## PROBLEM REQUIREMENTS
Reproduce the lines of every entry below, replacing "photograph" with "image" and leaving everything else unchanged. Omit the pictures from your answer.

▶

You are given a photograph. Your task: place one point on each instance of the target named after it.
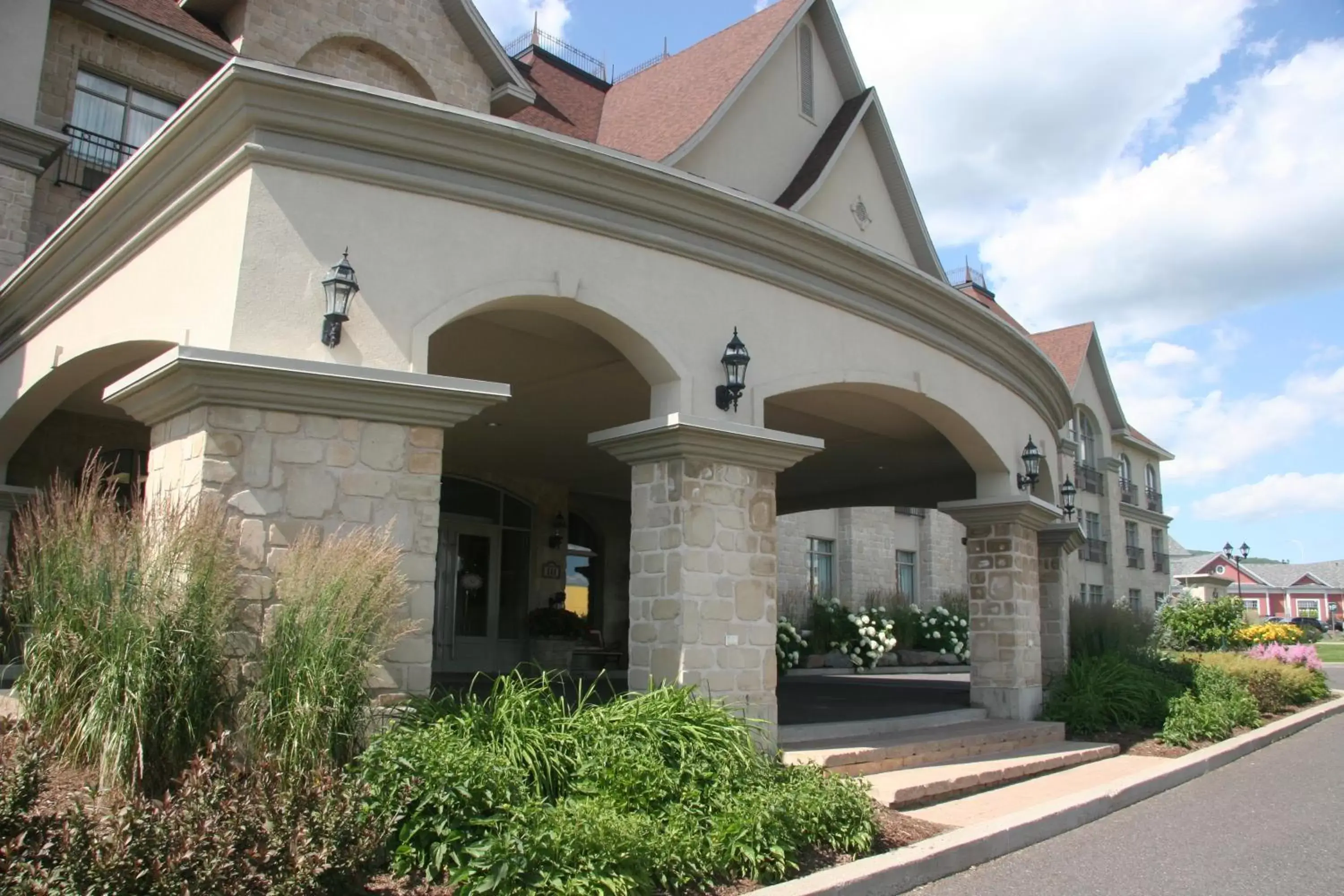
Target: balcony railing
(90, 159)
(1128, 492)
(1089, 478)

◀

## WRITTEN ANSWER
You are given a image. Your task: place one point on each instance of the target named after it.
Target: balcony railing
(90, 159)
(1128, 492)
(1089, 478)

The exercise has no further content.